→ EXCERPTED TEXT:

One implication of this has to do with how supply chains operate; companies are finding themselves vulnerable because they cannot get the parts they need. Supply chains built on just-in-time inventory and distributed component sourcing may well have to be reconsidered, given the way many have been disrupted. Instead, companies will want to build backup and safety plans.
Other key elements of business structure will also be revisited. For example, the Wall Street Journal observed that the crisis has revealed weaknesses in succession plans as leaders get sick and deputies quickly need to be found across all aspects of operations. Companies are learning the hard way that succession planning has to go much deeper than the C-suite, and much broader, responding to possible short-term disruptions as well.
Investors are likely to take note, and to devise ways to incorporate resiliency more systematically into their valuations. Indeed, in the wake of recent natural disasters, the impact of climate change was increasingly being recognized by business leaders and investors, with consequent effects on decision making and valuations. This pressure to include environmental, social, and governance factors in valuing a business is likely to expand to incorporate resilience to outside shocks, such as pandemics. In sum, many companies will rebalance their priorities, so that resiliency—in all its manifestations—becomes just as important to their strategic thinking as cost and efficiency.
- The rise of the contact-free economy
In three areas in particular—digital commerce, telemedicine, and automation—the COVID-19 pandemic could prove to be a decisive turning point.
E-commerce was already meaningfully and visibly eating into the sales of brick-and-mortar stores. What the coronavirus has done is to accelerate a change in shopping habits that was already well established. Early indications from China, for example, are that new customers and markets—specifically individuals aged 36 and over and residents of smaller, less prosperous cities—have begun to shop online in greater numbers. In Europe, 13 percent of consumers said in early April that they were planning to browse online e-tailers for the first time. In Italy alone, e-commerce transactions have risen 81 percent since the end of February.

→ PROVIDED DATA:

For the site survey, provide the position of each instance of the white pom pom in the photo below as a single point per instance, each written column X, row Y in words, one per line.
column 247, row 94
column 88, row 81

→ TASKS AND EXERCISES:
**A.** According to the passage on business after the pandemic, by how much have e-commerce transactions in Italy risen since the end of February?
**B.** List the three areas where the passage on business after the pandemic says COVID-19 could prove a decisive turning point.
**C.** Continue the passage on business after the pandemic from its last sentence.

→ ANSWERS IN ORDER:
**A.** 81 percent

**B.** Digital commerce, telemedicine, and automation

**C.**
The figures for telemedicine and virtual health are just as striking. Teladoc Health, the largest US stand-alone telemedicine service, reported a 50 percent increase in service in the week ending March 20, and is adding thousands of doctors to its network. The Federal Communications Commission is spending $200 million to improve connectivity between patients and virtual-healthcare providers, and the US Department of Health and Human Services has increased reimbursements for telemedicine and enabled cross-state provision of virtual care. Sweden’s KRY International, one of Europe’s biggest telehealth providers, reported that registrations were up more than 200 percent. France and Korea have both changed regulations to ease access to telemedicine. With a vaccine or treatment at least months away, patients and healthcare providers both have reason to expand virtual interactions.
Greater automation was already occurring before COVID-19. In late 2017, the McKinsey Global Institute estimated that 60 percent of all jobs could see more than 30 percent of their key tasks automated, affecting 400 million to 800 million jobs around the world by 2030. According to the Brookings Institution, over the three recessions that have occurred over the past 30 years, the pace of automation increased during each.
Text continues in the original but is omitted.